--- Source data ---
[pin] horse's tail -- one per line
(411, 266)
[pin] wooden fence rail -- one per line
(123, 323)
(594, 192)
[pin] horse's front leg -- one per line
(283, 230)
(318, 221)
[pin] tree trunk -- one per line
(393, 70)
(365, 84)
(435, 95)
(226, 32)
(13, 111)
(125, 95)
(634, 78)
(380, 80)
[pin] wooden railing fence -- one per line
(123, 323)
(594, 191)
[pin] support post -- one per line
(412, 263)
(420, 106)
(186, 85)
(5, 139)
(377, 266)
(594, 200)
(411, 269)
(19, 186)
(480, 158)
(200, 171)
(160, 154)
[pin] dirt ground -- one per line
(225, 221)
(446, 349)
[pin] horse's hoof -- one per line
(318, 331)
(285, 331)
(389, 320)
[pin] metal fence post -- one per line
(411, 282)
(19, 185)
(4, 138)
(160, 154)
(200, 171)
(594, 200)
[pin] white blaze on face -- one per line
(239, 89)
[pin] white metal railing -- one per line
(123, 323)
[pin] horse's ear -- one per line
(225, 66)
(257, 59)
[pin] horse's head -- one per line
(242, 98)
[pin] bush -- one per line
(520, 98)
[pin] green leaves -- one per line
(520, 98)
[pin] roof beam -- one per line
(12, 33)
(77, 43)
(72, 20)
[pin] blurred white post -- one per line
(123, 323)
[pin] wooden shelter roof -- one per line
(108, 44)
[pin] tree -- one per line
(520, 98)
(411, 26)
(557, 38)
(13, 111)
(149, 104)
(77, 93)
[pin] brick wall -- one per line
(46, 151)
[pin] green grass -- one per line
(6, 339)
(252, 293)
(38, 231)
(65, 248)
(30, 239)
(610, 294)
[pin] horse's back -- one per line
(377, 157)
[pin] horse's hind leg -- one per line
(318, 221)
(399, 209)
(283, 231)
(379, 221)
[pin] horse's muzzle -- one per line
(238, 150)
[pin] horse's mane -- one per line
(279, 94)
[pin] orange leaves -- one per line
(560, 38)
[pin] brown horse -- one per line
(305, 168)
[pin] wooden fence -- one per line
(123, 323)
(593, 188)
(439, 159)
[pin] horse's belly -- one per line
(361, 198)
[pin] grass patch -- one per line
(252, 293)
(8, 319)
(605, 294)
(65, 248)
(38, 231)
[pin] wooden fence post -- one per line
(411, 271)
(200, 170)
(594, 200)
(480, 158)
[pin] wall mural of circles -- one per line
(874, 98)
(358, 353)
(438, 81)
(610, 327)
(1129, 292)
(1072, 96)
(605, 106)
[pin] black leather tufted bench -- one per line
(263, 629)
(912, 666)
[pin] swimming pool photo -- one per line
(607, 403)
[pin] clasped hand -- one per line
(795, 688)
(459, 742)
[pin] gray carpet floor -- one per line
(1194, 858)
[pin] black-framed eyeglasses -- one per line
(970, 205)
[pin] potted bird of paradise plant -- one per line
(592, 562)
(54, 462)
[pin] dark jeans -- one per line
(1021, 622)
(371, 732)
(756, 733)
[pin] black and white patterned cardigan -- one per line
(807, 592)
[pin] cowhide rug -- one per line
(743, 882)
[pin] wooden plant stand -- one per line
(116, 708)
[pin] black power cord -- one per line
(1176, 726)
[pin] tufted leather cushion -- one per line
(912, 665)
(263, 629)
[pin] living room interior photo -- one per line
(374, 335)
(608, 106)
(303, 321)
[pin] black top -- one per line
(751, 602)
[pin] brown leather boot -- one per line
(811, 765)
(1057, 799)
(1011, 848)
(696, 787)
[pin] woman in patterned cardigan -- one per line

--- Exercise requirements ---
Transcribe the data above in full, exactly.

--- Response to this task ---
[pin] horse's tail -- one per line
(411, 266)
[pin] wooden fence rail -- one per line
(123, 323)
(594, 192)
[pin] horse's front leg -- one per line
(283, 230)
(318, 221)
[pin] tree trunk -- one per line
(393, 70)
(365, 84)
(435, 95)
(226, 32)
(13, 111)
(125, 95)
(634, 78)
(380, 80)
[pin] wooden railing fence -- one per line
(123, 323)
(594, 191)
[pin] support post -- one per line
(412, 263)
(420, 106)
(186, 85)
(5, 139)
(377, 266)
(594, 200)
(411, 269)
(19, 186)
(480, 158)
(200, 171)
(160, 154)
[pin] dirt ground -- one per line
(225, 221)
(446, 349)
[pin] horse's hoof -- one per line
(318, 331)
(285, 331)
(389, 320)
[pin] metal fence post -- one per line
(411, 282)
(19, 185)
(4, 138)
(160, 154)
(200, 171)
(594, 200)
[pin] white blaze on face -- one per line
(239, 89)
[pin] white metal railing -- one per line
(123, 323)
[pin] horse's ear -- one per line
(225, 66)
(257, 59)
[pin] horse's head -- one per line
(242, 98)
[pin] bush -- one per line
(520, 98)
[pin] green leaves -- one per line
(520, 98)
[pin] roof beam -- one per line
(12, 33)
(77, 43)
(72, 20)
[pin] blurred white post -- one per line
(123, 323)
[pin] wooden shelter roof -- one per line
(108, 44)
[pin] tree -- one per line
(520, 98)
(411, 26)
(557, 38)
(13, 111)
(149, 104)
(77, 93)
[pin] brick wall -- one per line
(46, 151)
[pin] green grass -- one per line
(6, 339)
(252, 293)
(38, 231)
(65, 248)
(30, 239)
(610, 294)
[pin] horse's back -- one per line
(377, 157)
[pin] horse's hind leg -- one per line
(318, 221)
(399, 209)
(283, 231)
(379, 221)
[pin] horse's muzzle -- one per line
(238, 150)
[pin] horse's mane -- one per line
(279, 94)
[pin] orange leaves -- one per line
(560, 38)
[pin] brown horse -- one per line
(305, 168)
[pin] wooden fence -- one per line
(123, 323)
(593, 188)
(439, 159)
[pin] horse's belly -- one per line
(361, 198)
[pin] grass patch -- one per line
(252, 293)
(8, 319)
(605, 294)
(65, 248)
(38, 231)
[pin] wooden fence post -- one per line
(411, 271)
(200, 170)
(594, 200)
(480, 158)
[pin] wall mural of circles -- one per line
(874, 98)
(358, 353)
(438, 81)
(610, 327)
(1129, 292)
(1072, 96)
(605, 106)
[pin] black leather tufted bench -- one per line
(263, 629)
(912, 666)
[pin] swimming pool photo -- one per line
(607, 403)
[pin] clasped hand -- one per line
(795, 688)
(459, 742)
[pin] gray carpet floor -- one per line
(1194, 858)
[pin] black-framed eyeglasses -- one per line
(970, 205)
[pin] potted bird of paradise plant -- one per line
(592, 562)
(54, 462)
[pin] dark jeans -- one per line
(1021, 622)
(371, 732)
(756, 733)
[pin] black and white patterned cardigan -- one per line
(807, 592)
[pin] cowhide rug -- one per line
(743, 882)
[pin] wooden plant stand -- one per line
(116, 708)
[pin] black power cord -- one per line
(1176, 726)
[pin] tufted leather cushion -- one per line
(912, 665)
(263, 629)
[pin] living room interior photo -- one per line
(374, 335)
(608, 106)
(303, 321)
[pin] black top -- one per line
(751, 602)
[pin] brown leather boot -- one per line
(811, 765)
(1057, 799)
(1011, 848)
(696, 787)
[pin] woman in patterned cardigan -- one per line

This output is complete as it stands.